--- BEGIN ---

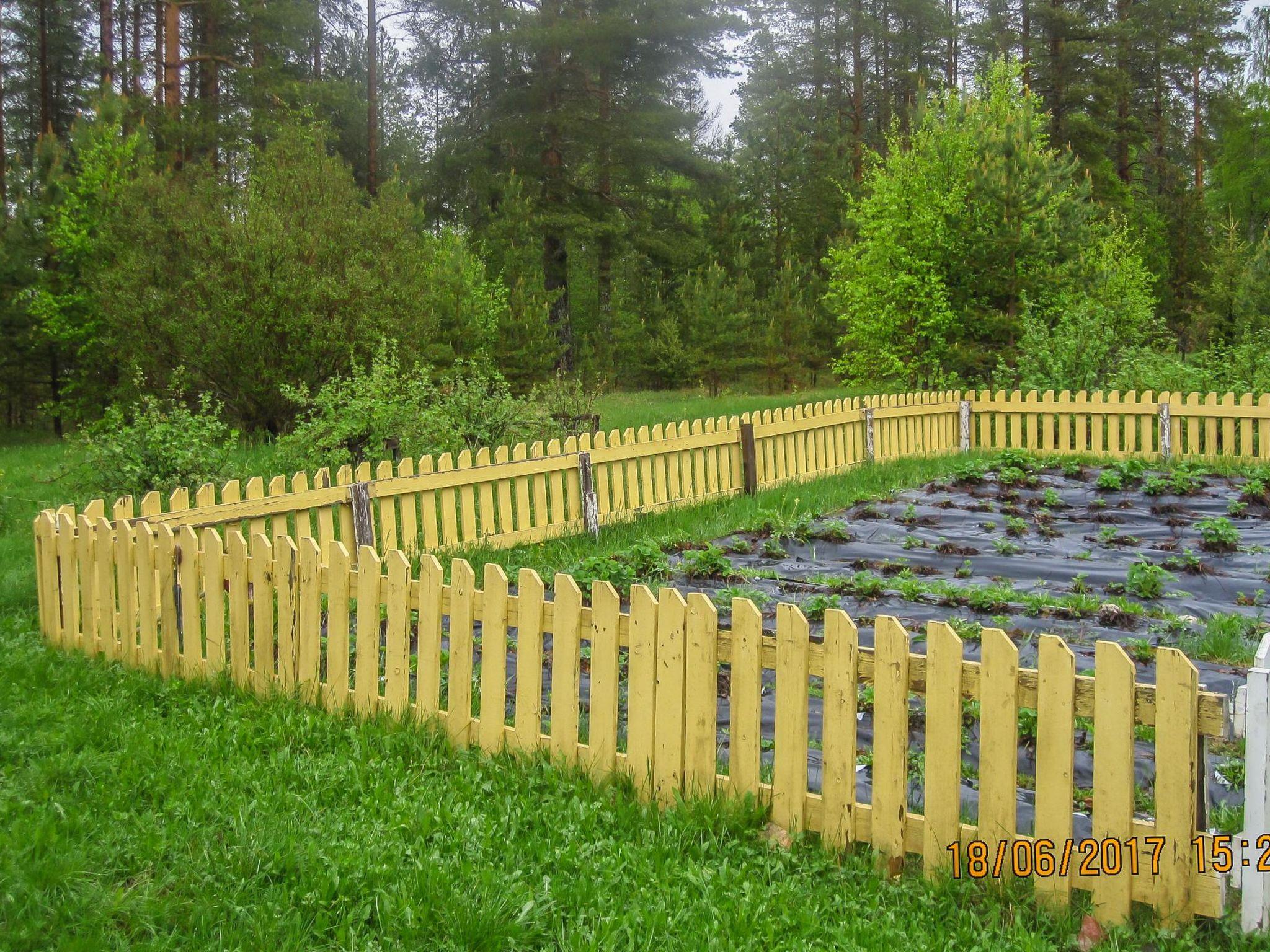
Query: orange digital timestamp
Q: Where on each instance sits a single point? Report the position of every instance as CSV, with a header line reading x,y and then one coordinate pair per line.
x,y
1046,858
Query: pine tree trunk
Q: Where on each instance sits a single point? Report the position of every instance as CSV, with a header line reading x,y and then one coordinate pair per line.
x,y
161,52
1025,40
318,37
172,56
107,30
556,250
1122,107
858,92
46,93
373,93
1198,131
4,152
136,47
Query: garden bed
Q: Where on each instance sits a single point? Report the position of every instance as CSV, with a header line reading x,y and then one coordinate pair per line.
x,y
1145,559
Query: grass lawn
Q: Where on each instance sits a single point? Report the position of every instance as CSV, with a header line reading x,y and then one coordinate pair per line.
x,y
136,813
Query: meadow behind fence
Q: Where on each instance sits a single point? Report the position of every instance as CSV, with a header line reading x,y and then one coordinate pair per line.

--- END ---

_STATED EXERCISE_: Copy every line of the listing above word for word, but leave out the pictures.

_OUTPUT FOR THIS EXERCISE_:
Query: orange digital timestamp
Q: Where on each instance sits a single point? Report the position of every instance as CSV, with a header line reading x,y and then one coordinate pair per line.
x,y
1046,858
Query: pine tree trunk
Q: Where on each instance sits a single point? Report the position of every instance as CSV, with a header line reading x,y and then one coordinate pair per line.
x,y
161,52
1025,40
318,37
172,56
107,30
556,250
1122,107
858,92
46,93
373,93
1198,131
4,152
136,47
Query: garden bed
Q: Where on each instance sits a single point? Report the position of every instance as CSV, with a header line reading x,y and then one coordinate pair per line.
x,y
1145,559
Query: grass lawn
Q: Where on each instance sits a single point? Report the position of every instance as CSV, with a header line reading x,y and then one coordinate pair per line.
x,y
136,813
Query: meadow behind fence
Q: Where on each instance sits a single point? Report the position of every instance as CSV, with a header line reading x,y and then one coordinate pair per line.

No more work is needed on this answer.